Supplied records
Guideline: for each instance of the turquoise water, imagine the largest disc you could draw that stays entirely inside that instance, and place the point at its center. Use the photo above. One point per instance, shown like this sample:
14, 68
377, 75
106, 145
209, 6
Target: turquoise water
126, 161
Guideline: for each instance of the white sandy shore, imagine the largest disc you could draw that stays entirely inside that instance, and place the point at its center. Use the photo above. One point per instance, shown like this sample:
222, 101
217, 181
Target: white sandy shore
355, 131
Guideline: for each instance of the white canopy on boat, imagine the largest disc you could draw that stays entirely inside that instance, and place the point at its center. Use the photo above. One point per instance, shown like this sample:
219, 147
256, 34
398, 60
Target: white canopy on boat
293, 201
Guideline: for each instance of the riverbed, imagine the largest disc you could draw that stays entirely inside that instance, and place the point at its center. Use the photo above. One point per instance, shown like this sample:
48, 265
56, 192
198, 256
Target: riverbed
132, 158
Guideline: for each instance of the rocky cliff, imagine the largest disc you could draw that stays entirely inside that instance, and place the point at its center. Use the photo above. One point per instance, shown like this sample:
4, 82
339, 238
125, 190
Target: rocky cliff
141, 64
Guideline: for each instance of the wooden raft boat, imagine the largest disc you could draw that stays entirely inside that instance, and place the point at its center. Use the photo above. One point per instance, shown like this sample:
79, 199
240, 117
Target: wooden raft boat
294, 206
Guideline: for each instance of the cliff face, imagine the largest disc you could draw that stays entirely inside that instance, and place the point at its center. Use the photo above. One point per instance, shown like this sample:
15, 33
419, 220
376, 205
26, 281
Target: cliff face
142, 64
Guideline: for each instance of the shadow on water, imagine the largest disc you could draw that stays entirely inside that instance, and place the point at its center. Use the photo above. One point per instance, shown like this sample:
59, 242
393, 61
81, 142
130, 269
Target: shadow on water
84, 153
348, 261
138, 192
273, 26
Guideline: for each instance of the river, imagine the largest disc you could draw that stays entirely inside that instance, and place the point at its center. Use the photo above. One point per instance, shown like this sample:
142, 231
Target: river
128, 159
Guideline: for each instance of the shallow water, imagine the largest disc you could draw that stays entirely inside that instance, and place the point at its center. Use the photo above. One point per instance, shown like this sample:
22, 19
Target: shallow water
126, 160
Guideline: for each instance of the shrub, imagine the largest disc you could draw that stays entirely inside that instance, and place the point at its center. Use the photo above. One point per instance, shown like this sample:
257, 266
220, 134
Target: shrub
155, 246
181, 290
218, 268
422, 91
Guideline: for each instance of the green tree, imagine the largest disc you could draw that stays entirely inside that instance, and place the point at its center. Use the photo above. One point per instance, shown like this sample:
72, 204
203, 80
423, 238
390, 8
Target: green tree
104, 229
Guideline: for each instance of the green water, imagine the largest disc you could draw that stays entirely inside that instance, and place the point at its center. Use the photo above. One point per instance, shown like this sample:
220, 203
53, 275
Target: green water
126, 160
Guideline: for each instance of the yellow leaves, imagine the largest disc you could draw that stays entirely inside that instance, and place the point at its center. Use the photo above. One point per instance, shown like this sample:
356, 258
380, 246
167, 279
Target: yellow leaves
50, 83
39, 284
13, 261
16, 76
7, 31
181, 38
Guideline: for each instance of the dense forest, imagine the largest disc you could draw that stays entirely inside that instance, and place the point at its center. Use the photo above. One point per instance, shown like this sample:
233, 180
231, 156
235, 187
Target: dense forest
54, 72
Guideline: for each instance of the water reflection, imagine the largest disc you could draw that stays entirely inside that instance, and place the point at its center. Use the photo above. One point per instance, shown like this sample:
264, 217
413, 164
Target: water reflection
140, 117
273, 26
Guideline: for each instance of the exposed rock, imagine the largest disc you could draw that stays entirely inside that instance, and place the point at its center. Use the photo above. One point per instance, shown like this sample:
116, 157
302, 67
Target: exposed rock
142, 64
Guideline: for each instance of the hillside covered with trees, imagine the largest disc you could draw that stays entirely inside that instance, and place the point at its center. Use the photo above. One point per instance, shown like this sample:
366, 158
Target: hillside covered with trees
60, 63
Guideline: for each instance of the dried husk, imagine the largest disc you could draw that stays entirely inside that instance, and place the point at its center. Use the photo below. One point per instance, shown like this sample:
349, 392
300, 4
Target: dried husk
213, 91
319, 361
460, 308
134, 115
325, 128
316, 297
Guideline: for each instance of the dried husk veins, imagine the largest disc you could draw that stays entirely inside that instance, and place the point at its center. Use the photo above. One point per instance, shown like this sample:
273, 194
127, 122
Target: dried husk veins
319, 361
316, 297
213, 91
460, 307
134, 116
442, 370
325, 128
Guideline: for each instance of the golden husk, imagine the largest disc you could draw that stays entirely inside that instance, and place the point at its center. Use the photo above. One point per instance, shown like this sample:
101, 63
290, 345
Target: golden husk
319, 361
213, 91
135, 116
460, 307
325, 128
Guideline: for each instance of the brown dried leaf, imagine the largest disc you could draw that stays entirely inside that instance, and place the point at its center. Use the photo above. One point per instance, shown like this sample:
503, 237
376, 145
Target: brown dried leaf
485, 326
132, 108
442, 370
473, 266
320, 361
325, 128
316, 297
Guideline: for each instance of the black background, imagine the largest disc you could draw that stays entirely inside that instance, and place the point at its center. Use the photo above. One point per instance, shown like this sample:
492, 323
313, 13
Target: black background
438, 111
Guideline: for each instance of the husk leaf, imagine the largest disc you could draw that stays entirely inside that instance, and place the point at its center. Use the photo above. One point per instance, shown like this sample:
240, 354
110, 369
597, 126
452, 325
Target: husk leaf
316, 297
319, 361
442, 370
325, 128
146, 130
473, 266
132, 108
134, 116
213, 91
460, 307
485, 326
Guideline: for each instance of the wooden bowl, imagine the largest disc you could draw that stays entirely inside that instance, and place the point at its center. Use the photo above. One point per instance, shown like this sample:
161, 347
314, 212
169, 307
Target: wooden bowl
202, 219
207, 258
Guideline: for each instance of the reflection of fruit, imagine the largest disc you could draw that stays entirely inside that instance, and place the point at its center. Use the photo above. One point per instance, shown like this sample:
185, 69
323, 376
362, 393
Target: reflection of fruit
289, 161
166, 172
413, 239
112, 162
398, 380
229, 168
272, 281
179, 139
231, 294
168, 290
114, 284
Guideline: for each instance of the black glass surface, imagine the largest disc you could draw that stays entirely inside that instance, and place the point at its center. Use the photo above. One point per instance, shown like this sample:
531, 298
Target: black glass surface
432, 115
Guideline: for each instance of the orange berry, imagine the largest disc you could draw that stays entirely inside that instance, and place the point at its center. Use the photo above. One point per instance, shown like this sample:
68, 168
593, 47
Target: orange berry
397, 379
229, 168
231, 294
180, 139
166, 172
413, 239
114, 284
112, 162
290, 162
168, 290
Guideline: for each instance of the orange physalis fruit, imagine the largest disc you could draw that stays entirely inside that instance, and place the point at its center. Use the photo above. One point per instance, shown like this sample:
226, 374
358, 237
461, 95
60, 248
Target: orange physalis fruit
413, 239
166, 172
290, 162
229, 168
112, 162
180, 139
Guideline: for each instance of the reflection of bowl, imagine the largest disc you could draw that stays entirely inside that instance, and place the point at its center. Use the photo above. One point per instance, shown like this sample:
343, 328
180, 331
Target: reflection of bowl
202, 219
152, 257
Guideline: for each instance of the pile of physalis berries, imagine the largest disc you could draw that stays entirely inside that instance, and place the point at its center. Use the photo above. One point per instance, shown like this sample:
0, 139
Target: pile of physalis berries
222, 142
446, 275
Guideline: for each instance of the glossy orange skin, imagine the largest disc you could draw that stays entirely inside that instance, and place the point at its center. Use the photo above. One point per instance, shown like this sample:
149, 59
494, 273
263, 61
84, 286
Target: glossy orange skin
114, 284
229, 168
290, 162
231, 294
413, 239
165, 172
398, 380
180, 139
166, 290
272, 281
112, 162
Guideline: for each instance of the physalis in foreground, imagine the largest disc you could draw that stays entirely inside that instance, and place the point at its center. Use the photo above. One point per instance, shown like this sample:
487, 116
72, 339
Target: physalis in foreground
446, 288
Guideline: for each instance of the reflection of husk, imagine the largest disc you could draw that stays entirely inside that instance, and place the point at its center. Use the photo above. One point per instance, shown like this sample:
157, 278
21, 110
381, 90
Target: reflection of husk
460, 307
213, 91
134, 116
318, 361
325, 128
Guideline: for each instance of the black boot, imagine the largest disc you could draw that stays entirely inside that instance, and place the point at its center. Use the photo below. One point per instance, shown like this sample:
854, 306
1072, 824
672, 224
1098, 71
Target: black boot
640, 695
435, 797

Exercise directions
Pick out every line of the listing containing the word "below", and show those lines.

Solved exercise
Guideline: for each instance of the dried husk, imagine the largest disc you could draw that stays entirely inside that instance, and place the point at its center. Use the photo below. One point per instance, shown like this sample:
Guideline: for each instance of the black boot, imagine the largest disc you could draw that stays entirely inside that instance, and place the point at its center. Use the photo below. One point per instance, shown like this sample:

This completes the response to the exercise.